#### EXERCISE MATERIAL:
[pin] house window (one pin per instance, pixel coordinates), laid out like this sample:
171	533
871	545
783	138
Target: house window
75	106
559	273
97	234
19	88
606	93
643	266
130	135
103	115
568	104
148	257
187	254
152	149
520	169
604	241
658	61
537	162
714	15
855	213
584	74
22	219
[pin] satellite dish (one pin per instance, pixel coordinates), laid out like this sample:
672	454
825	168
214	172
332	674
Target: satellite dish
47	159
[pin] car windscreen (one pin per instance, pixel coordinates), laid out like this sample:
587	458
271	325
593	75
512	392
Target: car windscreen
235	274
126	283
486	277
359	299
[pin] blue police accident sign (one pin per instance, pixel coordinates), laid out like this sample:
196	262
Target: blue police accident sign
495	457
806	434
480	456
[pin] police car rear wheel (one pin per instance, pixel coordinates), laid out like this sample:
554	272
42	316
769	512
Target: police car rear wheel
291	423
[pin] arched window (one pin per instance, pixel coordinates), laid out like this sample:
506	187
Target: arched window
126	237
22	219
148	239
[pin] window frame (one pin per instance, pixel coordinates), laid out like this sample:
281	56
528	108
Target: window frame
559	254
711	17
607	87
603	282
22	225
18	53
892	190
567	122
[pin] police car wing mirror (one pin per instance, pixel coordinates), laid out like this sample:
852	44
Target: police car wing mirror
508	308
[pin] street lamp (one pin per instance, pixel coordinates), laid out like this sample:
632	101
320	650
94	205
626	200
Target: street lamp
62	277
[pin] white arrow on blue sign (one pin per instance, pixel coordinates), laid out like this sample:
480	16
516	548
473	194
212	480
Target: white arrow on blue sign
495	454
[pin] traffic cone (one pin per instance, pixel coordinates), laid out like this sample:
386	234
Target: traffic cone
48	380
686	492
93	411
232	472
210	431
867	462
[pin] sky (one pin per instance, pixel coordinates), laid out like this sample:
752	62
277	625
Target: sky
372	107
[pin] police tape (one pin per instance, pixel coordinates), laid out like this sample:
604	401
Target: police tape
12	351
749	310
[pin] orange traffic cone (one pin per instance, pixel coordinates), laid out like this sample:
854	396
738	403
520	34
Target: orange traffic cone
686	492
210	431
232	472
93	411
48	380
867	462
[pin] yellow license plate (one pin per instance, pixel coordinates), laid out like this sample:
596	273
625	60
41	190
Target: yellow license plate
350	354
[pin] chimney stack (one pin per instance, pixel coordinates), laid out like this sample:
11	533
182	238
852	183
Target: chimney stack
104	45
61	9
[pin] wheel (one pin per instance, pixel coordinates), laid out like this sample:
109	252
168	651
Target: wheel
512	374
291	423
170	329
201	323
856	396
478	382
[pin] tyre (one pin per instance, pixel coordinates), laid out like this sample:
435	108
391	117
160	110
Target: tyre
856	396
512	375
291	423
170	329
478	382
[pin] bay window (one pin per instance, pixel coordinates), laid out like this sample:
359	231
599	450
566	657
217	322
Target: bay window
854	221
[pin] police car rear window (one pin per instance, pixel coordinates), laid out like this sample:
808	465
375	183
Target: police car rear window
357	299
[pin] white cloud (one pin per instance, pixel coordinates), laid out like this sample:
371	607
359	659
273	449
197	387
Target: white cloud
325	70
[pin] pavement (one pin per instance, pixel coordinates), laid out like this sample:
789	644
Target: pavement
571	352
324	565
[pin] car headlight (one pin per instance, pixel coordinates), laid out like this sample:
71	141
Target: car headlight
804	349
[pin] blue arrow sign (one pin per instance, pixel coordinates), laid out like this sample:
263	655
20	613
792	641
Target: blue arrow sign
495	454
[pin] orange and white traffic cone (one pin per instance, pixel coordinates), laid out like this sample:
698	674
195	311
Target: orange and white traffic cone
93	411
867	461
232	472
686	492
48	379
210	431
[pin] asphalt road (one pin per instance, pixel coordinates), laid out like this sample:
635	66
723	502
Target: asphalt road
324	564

#### WHAT THIS TASK INVOLVES:
Each record above should be reproduced in full, exactly as it stands.

#### ANSWER BOX:
[pin] house window (one pin per instance, pixel coordinates), laid out like this sample:
171	533
871	545
783	138
Target: house window
75	106
559	273
97	234
19	88
606	93
643	266
130	135
103	115
568	104
148	257
187	254
152	149
520	169
604	241
658	61
537	162
714	15
855	213
584	74
22	219
[pin] satellite dish (one pin per instance, pixel coordinates), laid out like this sample:
672	454
825	168
214	172
332	674
Target: satellite dish
47	159
[pin] car windscreen (one pin per instance, pixel coordinates), laid out like this sample:
587	458
271	325
593	75
512	392
Target: car windscreen
235	274
126	283
486	277
359	299
[pin] blue police accident sign (one pin per instance, pixel coordinates), laid out like this sample:
196	262
Target: blue police accident sign
495	457
806	434
480	456
[pin] police car rear wheel (one pin per instance, pixel coordinates), laid out like this sample:
554	272
42	316
769	512
Target: police car rear wheel
291	423
[pin] arched window (one pin per instance, pixel coordinates), laid out like this sample:
506	187
Target: arched window
126	237
22	219
148	239
[pin] window frame (one pin per instance, pixel coordinates), laid out like this sample:
281	56
528	108
Target: window frame
559	254
711	17
607	87
603	282
22	225
18	53
892	190
567	122
[pin] police car wing mirror (one pin per instance, pixel coordinates), laid out like this sample:
852	44
Target: police car wing mirror
508	308
[pin] street lamp (one pin per instance, pixel coordinates), laid out like this sample:
632	101
320	650
94	205
626	200
Target: street lamp
62	277
[pin] white arrow on blue sign (one pin per instance, pixel coordinates), laid out like this sample:
480	16
516	548
473	194
212	480
Target: white arrow on blue sign
495	454
[pin] traffic cone (one pin per instance, pixel coordinates), laid out like this sample:
386	234
Target: traffic cone
48	380
686	492
93	411
232	472
210	431
867	462
[pin] sky (one pin per instance, pixel coordinates), laid out like this sample:
752	62
277	625
Target: sky
372	107
[pin] police tape (one pin per instance, pixel coordinates), laid out like this sample:
604	401
Target: police tape
12	351
749	310
[pin] orange traffic cone (one pin per instance, pixel coordinates), laid out like this sample:
854	396
738	403
520	34
Target: orange traffic cone
686	492
210	431
232	472
93	411
48	380
867	462
[pin] yellow license plate (one pin per instance, pixel coordinates), laid out like this sample:
596	273
625	60
41	190
Target: yellow license plate
350	354
[pin] chimney stack (one pin per instance, pixel coordinates), laid out like this sample:
11	533
182	238
852	183
Target: chimney stack
104	45
61	9
[pin] wheel (one pin per instance, pixel coordinates), laid out like this sample:
109	252
168	651
Target: wheel
512	374
291	423
170	329
201	323
856	396
478	382
[pin] tyre (one pin per instance, pixel coordinates), laid out like this sample:
435	108
391	117
160	110
Target: tyre
856	396
512	375
291	423
170	329
478	382
[pin] bay window (one pin per instance, pixel coordinates), laid out like this sample:
359	231
599	450
566	657
217	322
Target: bay window
854	221
[pin] police car rear window (one pin per instance, pixel coordinates), laid out like this sample:
808	465
375	183
Target: police car rear window
357	299
[pin] white cloud (one pin per instance, pixel coordinates), laid out like this sample:
371	607
359	659
273	449
197	387
Target: white cloud
325	70
[pin] pavement (one pin per instance, pixel coordinates), laid out like this sample:
789	644
Target: pavement
571	352
324	565
[pin] car headlight (one pin per instance, pixel coordinates), laid out like this sample:
71	141
Target: car headlight
804	349
[pin] blue arrow sign (one pin per instance, pixel coordinates), laid out like this sample:
263	655
20	613
792	641
Target: blue arrow sign
495	454
[pin] orange and white traffic cone (one pin per instance, pixel coordinates), laid out like this sample:
698	674
195	311
Target: orange and white traffic cone
93	411
867	461
232	472
686	492
48	379
210	431
[pin] asphalt road (one pin per instance, pixel coordinates), laid out like this sample:
635	66
723	502
Target: asphalt road
324	564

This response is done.